# Why do I need so many cars?



## micyou03 (Apr 8, 2003)

I recently got rid of over 50 cars so I could buy some new ones. These are the ones I just can't bring myself to get rid of. I can't run them all. So, why do I need them all?


----------



## jph49 (Nov 20, 2003)

I have a similar problem. The only answer I can give is "Because they're there!"


----------



## mamilligan (Feb 1, 2003)

micyou03 said:


> So, why do I need them all?


A better question is why don't you need the ones you don't have. Chances are you won't be able to think of a reason and realize you need to buy a lot more.


----------



## Bill Hall (Jan 6, 2007)

mamilligan said:


> A better question is why don't you need the ones you don't have. Chances are you won't be able to think of a reason and realize you need to buy a lot more.


LOL, Good question!

I'll quote the golden rule, "He who dies with the most toys wins!"

I think Mike is sand bagging his carlot inventory. Doesnt he collect larger scale slots as well? 

C'mon Mike, fess up and show us the whole picture!


My collecting has slowed a bit. I'm having way more fun building customs anyway. Still I'm not adverse to pickin a plum off the Bay now and then.


----------



## micyou03 (Apr 8, 2003)

Yes, I do have a coollection of 1/43rd also. Maybe I'll post some pics of that too tonight. I sold off most of my collectibles, except for the ones I remember having as a kid. I have two Tuffones Cougars because I can't remember if I had the yellow glass or the green glass as a kid, and two R/W/B A/P Vettes bescuse I can't remember if I had the one with silver on the hood, or the all white one.

I guess I should keep my eyes open for a Tuffones #1 Camaro becaus I know I had one of those too. I also had the Firebird, but I don't know what shade. Anyway the JL version will satisfy that for me.


----------



## Ligier Runner (Nov 29, 2004)

[Stored records]
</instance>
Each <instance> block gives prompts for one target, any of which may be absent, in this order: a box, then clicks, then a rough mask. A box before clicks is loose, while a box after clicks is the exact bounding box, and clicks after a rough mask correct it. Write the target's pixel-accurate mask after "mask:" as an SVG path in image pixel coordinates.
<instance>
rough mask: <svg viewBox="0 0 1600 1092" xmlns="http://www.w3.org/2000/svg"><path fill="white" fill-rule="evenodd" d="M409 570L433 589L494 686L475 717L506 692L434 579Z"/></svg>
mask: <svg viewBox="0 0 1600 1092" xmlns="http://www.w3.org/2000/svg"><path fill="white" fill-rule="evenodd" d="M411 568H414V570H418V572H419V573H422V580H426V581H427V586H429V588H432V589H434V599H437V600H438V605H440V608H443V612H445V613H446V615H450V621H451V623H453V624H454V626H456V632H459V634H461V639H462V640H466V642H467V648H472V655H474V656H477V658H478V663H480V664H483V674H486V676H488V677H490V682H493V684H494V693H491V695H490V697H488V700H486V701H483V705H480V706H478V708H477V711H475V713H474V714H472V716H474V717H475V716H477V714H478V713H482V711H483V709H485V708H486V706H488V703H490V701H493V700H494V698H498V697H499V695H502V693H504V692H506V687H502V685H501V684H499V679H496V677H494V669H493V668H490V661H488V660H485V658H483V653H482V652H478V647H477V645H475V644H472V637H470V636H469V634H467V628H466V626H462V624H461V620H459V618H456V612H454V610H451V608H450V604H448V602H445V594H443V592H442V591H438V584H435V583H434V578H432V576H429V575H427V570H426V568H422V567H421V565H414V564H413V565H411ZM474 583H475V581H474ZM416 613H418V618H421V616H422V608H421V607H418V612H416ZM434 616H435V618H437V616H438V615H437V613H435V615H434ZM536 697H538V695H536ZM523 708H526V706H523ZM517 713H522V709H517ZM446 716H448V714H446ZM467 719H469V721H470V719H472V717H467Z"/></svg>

**Exercise tasks:**
- 1) Reproduce word for word the part of the car-collecting thread that opens with the words containing "Yes, I do have" and closes with "(Nov 29, 2004)".
- 2) In the car-collecting thread, how many cars did micyou03 recently get rid of?
- 3) Extend the forum thread about car collecting from the point where it stops.

**Your written answers:**
- 1)
Yes, I do have a coollection of 1/43rd also. Maybe I'll post some pics of that too tonight. I sold off most of my collectibles, except for the ones I remember having as a kid. I have two Tuffones Cougars because I can't remember if I had the yellow glass or the green glass as a kid, and two R/W/B A/P Vettes bescuse I can't remember if I had the one with silver on the hood, or the all white one.

I guess I should keep my eyes open for a Tuffones #1 Camaro becaus I know I had one of those too. I also had the Firebird, but I don't know what shade. Anyway the JL version will satisfy that for me.


----------



## Ligier Runner (Nov 29, 2004)

- 2) Over 50 cars.

- 3)
*takes the straw out of his mouth*

What you got right derr is done called a collection.  

Bill gave one saying about the most toys and I'll give another, "variety is the spice of life".

Do you NEED them all? The easy answer is no. Do I NEED seven guitars? No. I can only play one at a time. It's all about hoarding! More for me, less for you mentality! :tongue:


----------



## sethndaddy (Dec 4, 2004)

I like my little boys. This is a little over half that was sold on ebay last week, but the buyer didn't want them, so they're back with me.


----------



## *MAYHEM* (May 4, 2007)

Bill Hall said:


> My collecting has slowed a bit. I'm having way more fun building customs anyway. Still I'm not adverse to pickin a plum off the Bay now and then.


I'm collecting customs. 

Ummmm.... My camera isn't big enough to capture all of mine. I have somewhere around 350. Including 48 Ferraris (my main collecting interest) 35 Fords, 22 Porsches, 10 Mercedes, 8 BMWs....

I have street cars, Exotic cars, race cars, trucks, tanks, motorcycles....

I have production bodies, resin bodies, lexan bodies, converted hotwheels bodies....

I have t-jets, AFX, Magna-traction, G-Plus, Tomy Turbos, SRTs, Super G+, Tyco "S", Tyco Pro, Curve huggers, HP5, HP7, 440, 440 X2, X2 Pan, Amrac, ROKAR, Lifelike, Marx, Lionel, Bachman, Atlas....

*I need more!!!!!*

Some of my Ferraris:


----------



## 1scalevolvo (Feb 5, 2004)

:wave: TOO MUCH IS NEVER ENOUGH !!

:dude: Neal


----------



## roadrner (Jul 21, 1999)

micyou03 said:


> I recently got rid of over 50 cars so I could buy some new ones. These are the ones I just can't bring myself to get rid of. I can't run them all. So, why do I need them all?


I went through my collection the last two years and purged out all of those originals that I dare not put close to a track. Why? So I could make room for runners. 

Now I find myself picking up original replacements here and there because I had that particular car back in the day but not just any/all of them. Guess it's just a cyclical thing. Either way it's still fun and what the heck. My little part to help the economy.  rr


----------



## wheelszk (Jul 8, 2006)

To Bill hall, He who dies with the most toys STILL DIES


----------



## *MAYHEM* (May 4, 2007)

wheelszk said:


> To Bill hall, He who dies with the most toys STILL DIES



He who dies with toys lives on in every single one of them.


----------



## martybauer31 (Jan 27, 2004)

Why did I need a 4x12 Brystal continuous rail track? I certainly didn't need it....

Oh wait, it was to keep guys like Bill Hall and Mike King off the streets on Saturday nights!


----------



## ParkRNDL (Mar 20, 2002)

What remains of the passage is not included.